▶ [Work to do]: Print every item below word for word, leaving out the pictures.

▶ [Data to use]:
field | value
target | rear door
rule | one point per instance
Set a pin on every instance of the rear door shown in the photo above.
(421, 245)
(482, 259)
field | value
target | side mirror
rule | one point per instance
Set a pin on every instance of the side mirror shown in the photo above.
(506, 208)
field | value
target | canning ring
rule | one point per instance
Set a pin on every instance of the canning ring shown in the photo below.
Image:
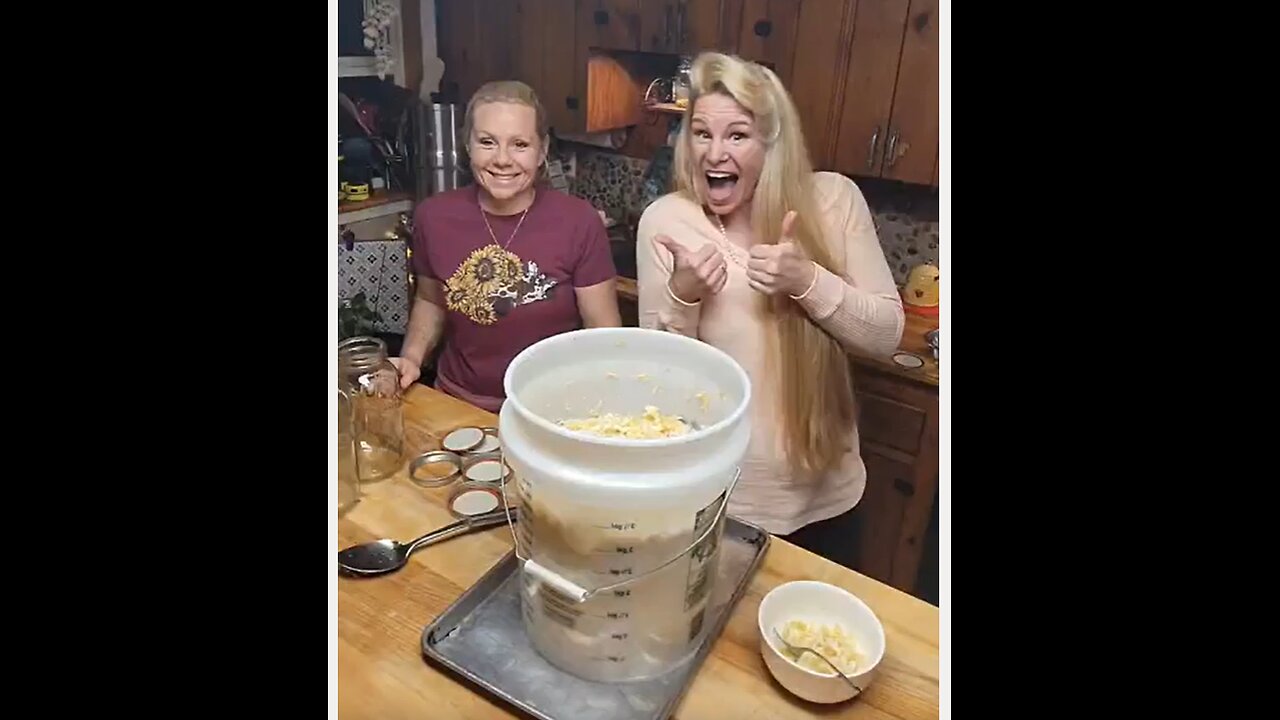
(430, 459)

▶ [Problem solution]:
field | value
target | rear door
rule | one point per instance
Set a pin on every instance of the rear door shown in the photo above.
(421, 245)
(482, 259)
field | value
target | side mirror
rule | one point per instance
Set a pin on every instance of the side mirror shown in the photo above.
(506, 208)
field | value
target | canning ring
rule | one point per instance
Set a pin on every instance of the canning ring shown in the photo below.
Image:
(430, 459)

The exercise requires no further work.